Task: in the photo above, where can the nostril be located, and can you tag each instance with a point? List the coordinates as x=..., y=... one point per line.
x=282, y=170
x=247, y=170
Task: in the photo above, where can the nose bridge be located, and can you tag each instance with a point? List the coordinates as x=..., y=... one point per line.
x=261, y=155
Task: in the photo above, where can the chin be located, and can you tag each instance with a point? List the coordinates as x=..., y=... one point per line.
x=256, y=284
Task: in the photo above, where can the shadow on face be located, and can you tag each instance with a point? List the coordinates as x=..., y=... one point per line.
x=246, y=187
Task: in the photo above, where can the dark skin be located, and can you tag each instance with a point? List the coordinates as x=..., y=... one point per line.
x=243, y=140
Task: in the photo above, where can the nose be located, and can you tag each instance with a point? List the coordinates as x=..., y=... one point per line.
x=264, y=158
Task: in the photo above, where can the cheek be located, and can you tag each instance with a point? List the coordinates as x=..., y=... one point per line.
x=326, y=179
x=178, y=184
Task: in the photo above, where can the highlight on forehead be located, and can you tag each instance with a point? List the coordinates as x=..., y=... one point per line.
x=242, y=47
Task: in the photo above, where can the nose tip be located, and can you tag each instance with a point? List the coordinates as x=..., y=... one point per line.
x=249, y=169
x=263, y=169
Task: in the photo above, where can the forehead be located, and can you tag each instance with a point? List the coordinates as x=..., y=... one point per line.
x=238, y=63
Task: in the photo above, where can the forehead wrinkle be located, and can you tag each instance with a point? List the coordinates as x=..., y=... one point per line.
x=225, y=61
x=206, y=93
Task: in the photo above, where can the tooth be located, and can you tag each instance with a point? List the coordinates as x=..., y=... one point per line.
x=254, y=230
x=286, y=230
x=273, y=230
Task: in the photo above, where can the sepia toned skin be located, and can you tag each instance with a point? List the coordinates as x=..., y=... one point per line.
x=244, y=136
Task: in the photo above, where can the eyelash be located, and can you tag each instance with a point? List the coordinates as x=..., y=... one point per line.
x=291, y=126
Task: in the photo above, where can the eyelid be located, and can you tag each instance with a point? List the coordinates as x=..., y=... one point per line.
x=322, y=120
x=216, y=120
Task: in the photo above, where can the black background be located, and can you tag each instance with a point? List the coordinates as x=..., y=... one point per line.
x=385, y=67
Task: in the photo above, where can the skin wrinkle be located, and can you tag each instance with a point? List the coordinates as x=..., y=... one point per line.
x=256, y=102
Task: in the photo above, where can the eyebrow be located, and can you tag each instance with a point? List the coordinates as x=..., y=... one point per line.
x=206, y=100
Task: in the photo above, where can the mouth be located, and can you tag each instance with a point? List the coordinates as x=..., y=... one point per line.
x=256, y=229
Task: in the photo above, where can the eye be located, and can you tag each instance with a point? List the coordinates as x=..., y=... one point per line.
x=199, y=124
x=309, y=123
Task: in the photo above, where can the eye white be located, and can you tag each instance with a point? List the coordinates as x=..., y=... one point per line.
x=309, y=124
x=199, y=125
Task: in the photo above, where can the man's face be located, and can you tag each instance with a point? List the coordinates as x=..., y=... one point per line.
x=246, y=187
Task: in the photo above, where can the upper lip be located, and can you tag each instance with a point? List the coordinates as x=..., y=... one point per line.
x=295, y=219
◇ ◇ ◇ ◇ ◇
■ WHAT IS EXPECTED
Reproduce all of the records above, substituting "mark" for every occurrence of "tag" and leaving everything else unchanged.

■ REPLY TO THE TASK
Task: in the photo above, where can the nostril be located, and can you mark each instance with a point? List the coordinates as x=..., y=... one point per line.
x=282, y=170
x=247, y=170
Task: in the photo above, where can the nose bridge be located, and can you mark each instance with a point? List the coordinates as x=..., y=... one point per line.
x=261, y=155
Task: in the photo above, where can the chin be located, and can you mark each instance with a point? List the coordinates as x=..., y=... one point per line.
x=256, y=284
Task: in the photo above, where can the shadow on face be located, and can you mark each instance with a point? List the coordinates as x=..., y=... one point per line.
x=246, y=187
Task: in the photo above, where can the dark skin be located, and can you mark each instance with a point? List the coordinates as x=..., y=... one point per line.
x=243, y=140
Task: in the photo above, where can the nose be located, and can you mark each instance with a point? List the coordinates as x=..., y=... one point per line.
x=264, y=158
Task: in the photo above, where can the cheek be located, and can you mark each instance with a point? List the coordinates as x=..., y=... one point per line.
x=326, y=179
x=178, y=184
Task: in the photo above, where can the highlight on forehead be located, and can you mark each instance with a point? List the coordinates as x=..., y=... one point per line.
x=242, y=47
Task: in the photo above, where can the nose tip be located, and can you mark each instance with a point? List the coordinates as x=..., y=... one point per line.
x=249, y=169
x=263, y=169
Task: in the photo above, where can the forehead be located, and can you mark each instance with a point? List the coordinates as x=..., y=... one point per line.
x=238, y=63
Task: in the photo above, where can the forehead wrinkle be located, and can you mark each instance with a point? List the coordinates as x=..., y=... one point per line.
x=225, y=61
x=206, y=93
Task: in the photo above, where can the tooth be located, and can you mark each instance with a point? List the coordinates as x=..., y=... one point per line.
x=254, y=230
x=286, y=230
x=273, y=230
Task: in the photo above, where can the sepia toned skin be located, and can you mark each instance with a point? List the coordinates as x=..., y=... one point per line.
x=244, y=136
Task: in the photo above, where can the eyelash be located, and can you mark each instance with a point? List the coordinates as x=..., y=... one point per line.
x=291, y=126
Task: in the photo above, where can the eyelid be located, and can you mark each instance with a point? List the coordinates as x=..., y=... one point per line.
x=322, y=120
x=216, y=120
Task: in the photo above, where can the black background be located, and can you mark each instance with a point? List the coordinates as x=..., y=... one point per line.
x=385, y=67
Task: in the photo above, where can the skin wrinkle be located, and can you mark each instance with a point? List the coordinates as x=..., y=... one point per line.
x=256, y=102
Task: in the photo above, where can the eyebrow be located, and can you mark each instance with a point? List the coordinates as x=..., y=... one point per line.
x=206, y=100
Task: in the photo above, where can the mouth be located, and can you mark each instance with a point? List the coordinates as x=..., y=... one point per line.
x=256, y=229
Task: in the photo above, where can the eye be located, and can you mark each instance with a point? List the coordinates as x=..., y=... one point per line.
x=199, y=124
x=309, y=123
Task: in the photo above, where can the eye white be located, and can you mark each instance with a point? List the coordinates as x=..., y=... one point per line.
x=309, y=124
x=199, y=125
Task: in the photo above, where can the man's face be located, and can you mark each instance with a point? List the coordinates as x=..., y=... one point per line.
x=246, y=187
Task: in the photo above, where can the upper lip be located, and can you mark each instance with a point? List the coordinates as x=..., y=... one point per line.
x=295, y=219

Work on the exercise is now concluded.